Dentro l’incendio di Parigi

Una testimonianza dalla Francia squassata dai gilet jaunes

Così un viaggiatore scozzese, dopo che nel maggio 1871 gli insorti appiccarono il fuoco all’Hôtel de Ville di Parigi, descrisse il singolare splendore del potere in fiamme: «mai avevo immaginato tanta bellezza. È superbo. I comunardi sono una massa di canaglie, ne convengo. Ma che artisti! E senza nemmeno avere coscienza della loro opera! […] Ho visto le rovine di Amalfi bagnate dai flutti azzurri del Mediterraneo, le rovine dei templi di Tung-hoor nel Punjab, ho visto Roma e molto altro ancora: ma nulla è paragonabile a quello che stasera mi si è parato dinanzi agli occhi».

Organizzarsi al di là del lavoro e contro di esso, disertare collettivamente il regime della mobilitazione, manifestare l’esistenza di una vitalità e di una disciplina anche all’interno della smobilitazione, è un crimine che una civiltà senza scampo non può e non vuole perdonarci. Eppure, è il solo modo per sopravviverle.

Comitato Invisibile, L’insurrezione che viene

Sono le 14 del primo dicembre quando passo, assieme a un altro migliaio di gilets jaunes, davanti alle Galeries Lafayette. Sono arrivato da circa un’ora e ancora nessun vero momento di tensione nel mio spezzone, solo qualche oggetto tirato in strada e tag sui muri. Nonostante questo i negozi dello shopping natalizio decidono di barricarsi, la security chiude le entrate ed un certo numero di clienti ci guarda interdetto transitare, intrappolato in una gabbia piena di addobbi natalizi e offerte irresistibili. Il capitalismo a volte fornisce simbologie così efficaci che spiegarle è una perdita di tempo.

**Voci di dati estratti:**
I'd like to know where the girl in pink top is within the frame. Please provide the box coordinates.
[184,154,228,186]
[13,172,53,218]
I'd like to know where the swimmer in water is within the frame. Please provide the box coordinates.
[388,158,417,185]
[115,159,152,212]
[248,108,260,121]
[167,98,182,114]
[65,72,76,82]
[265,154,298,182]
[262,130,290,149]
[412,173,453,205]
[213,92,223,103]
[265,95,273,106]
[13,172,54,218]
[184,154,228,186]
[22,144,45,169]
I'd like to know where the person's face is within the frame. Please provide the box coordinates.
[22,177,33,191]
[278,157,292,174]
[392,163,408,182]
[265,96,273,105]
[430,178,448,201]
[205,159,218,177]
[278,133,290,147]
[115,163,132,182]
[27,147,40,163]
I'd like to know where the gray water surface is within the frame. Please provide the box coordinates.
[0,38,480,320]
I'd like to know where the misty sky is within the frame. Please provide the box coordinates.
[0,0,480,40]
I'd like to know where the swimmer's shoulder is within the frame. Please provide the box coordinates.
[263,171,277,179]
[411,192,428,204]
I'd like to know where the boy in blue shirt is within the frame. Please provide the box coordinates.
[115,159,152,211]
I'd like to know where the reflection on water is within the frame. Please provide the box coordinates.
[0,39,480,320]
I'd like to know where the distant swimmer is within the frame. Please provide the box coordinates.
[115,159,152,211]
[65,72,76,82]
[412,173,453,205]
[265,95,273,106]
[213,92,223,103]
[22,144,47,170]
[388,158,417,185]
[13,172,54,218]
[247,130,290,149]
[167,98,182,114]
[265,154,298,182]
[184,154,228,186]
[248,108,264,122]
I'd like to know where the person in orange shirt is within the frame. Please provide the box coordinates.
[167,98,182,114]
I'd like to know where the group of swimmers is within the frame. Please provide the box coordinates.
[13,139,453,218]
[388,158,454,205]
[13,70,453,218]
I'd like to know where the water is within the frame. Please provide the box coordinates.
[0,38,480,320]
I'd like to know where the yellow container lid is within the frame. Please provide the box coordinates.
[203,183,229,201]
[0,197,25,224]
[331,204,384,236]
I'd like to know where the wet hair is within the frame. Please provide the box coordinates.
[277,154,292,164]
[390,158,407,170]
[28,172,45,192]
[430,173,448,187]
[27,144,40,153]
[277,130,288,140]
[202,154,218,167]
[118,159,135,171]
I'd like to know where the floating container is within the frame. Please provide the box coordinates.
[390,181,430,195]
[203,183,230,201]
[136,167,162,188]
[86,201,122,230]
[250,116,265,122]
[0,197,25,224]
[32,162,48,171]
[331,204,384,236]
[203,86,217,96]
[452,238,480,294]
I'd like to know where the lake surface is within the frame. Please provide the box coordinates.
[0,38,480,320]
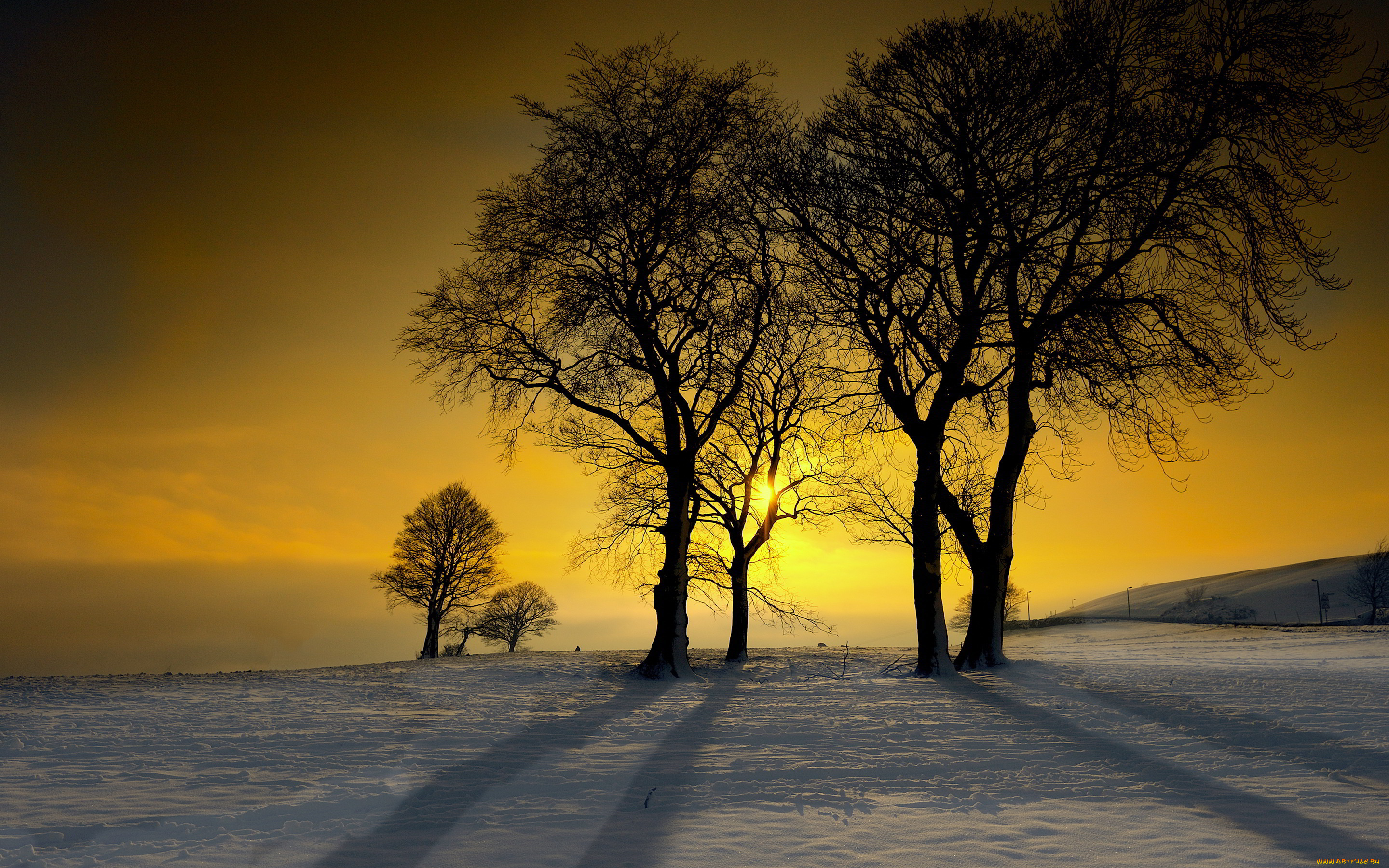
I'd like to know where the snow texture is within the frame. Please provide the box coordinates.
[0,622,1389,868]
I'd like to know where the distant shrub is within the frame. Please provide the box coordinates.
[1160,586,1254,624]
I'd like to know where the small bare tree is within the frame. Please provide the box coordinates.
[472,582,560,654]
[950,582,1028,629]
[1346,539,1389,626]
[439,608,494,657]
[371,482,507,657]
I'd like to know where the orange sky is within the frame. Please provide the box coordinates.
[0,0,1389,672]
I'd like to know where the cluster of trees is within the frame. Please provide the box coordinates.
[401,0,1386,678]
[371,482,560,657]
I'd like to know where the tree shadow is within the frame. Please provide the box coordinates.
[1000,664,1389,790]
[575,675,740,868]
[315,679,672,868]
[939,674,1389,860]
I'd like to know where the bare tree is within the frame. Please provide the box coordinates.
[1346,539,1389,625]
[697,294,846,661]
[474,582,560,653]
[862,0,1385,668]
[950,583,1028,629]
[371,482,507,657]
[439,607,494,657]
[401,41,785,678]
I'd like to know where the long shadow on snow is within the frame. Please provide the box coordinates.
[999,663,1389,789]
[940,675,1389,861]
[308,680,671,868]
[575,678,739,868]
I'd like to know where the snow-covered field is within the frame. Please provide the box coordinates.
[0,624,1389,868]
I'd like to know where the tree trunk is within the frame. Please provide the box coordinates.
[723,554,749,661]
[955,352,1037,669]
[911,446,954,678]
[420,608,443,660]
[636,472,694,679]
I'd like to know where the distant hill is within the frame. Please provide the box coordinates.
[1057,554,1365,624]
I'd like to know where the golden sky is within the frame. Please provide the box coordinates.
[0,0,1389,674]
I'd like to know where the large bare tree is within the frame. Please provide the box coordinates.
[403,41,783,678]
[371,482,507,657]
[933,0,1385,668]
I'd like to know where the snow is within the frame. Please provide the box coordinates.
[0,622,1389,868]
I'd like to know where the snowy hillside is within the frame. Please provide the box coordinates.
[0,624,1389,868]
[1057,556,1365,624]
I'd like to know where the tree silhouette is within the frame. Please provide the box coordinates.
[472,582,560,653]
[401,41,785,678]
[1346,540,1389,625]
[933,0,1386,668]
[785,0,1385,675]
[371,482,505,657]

**CONSEGNA 1:**
Rispondi a queste domande sulla testimonianza dei gilet jaunes:
(a) In che mese e anno gli insorti diedero fuoco all'Hôtel de Ville di Parigi?
(b) Di che nazionalità era il viaggiatore che descrisse l'incendio?
(c) Davanti a quali grandi magazzini passa chi scrive alle 14 del primo dicembre?
**CONSEGNA 2:**
Prosegui la testimonianza sui gilet jaunes a Parigi partendo dopo la frase «Il capitalismo a volte fornisce simbologie così efficaci che spiegarle è una perdita di tempo».

**RISULTATO FINALE 1:**
(a) Nel maggio 1871.
(b) Scozzese.
(c) Davanti alle Galeries Lafayette.

**RISULTATO FINALE 2:**
Voltandomi vedo il fumo che sale dagli Champs Elysées, non mi è ancora del tutto chiaro ma in quel momento il quadrante di Parigi che va dall’Arco di Trionfo a Place de la Concorde, al Louvre, alla Gare st. Lazare, è punteggiato di scontri. Una manciata di chilometri quadrati in cui è impossibile per la polizia reistituire una parvenza di ordine, imporre alle cose il loro normale utilizzo urbano: le strade per transitare, le banche per prelevare denaro, le pensiline per attendere i bus e solo raramente scambiare qualche parola, i monumenti per ammirare la storia pietrificata dello Stato. Quando arrivo in Place St. Augustin, un punto di fissazione della rivolta si è appena formato. Qualche barricata improvvisata è diventata via via più grande, la polizia ha provato a impedire il coagulo con una carica a cavallo che è stata respinta a colpi di pavé. Nel giro di venti minuti la piazza è una roccaforte con centinaia di persone al suo interno, i lanci di lacrimogeni per disperderla sono sistematicamente ritirati indietro, e la determinazione condivisa permetterà di «tenere» il punto per più di un’ora.

Non è facile spiegare quello che è accaduto a Parigi e in tutta la Francia, perché un’insurrezione si piazza esattamente ai limiti del linguaggio, dove nuove verità, finora trattenute da vecchi ordini simbolici, debordano nel reale senza mediazioni. Escono da tutte le parti, in barba agli affanni del potere e allo sguardo militante che vorrebbe una parvenza di consequenzialità. Un’insurrezione si descrive meglio attraverso ciò che fa, momento per momento, piuttosto che attraverso una teoria, perché un’insurrezione è esattamente alla fine di una certa descrizione del mondo. Il «non ci sono alternative» è scomparso di schianto, tante alternative sono diventate disponibili, bastava la volontà di pensarle e allora la fantasia è andata al potere.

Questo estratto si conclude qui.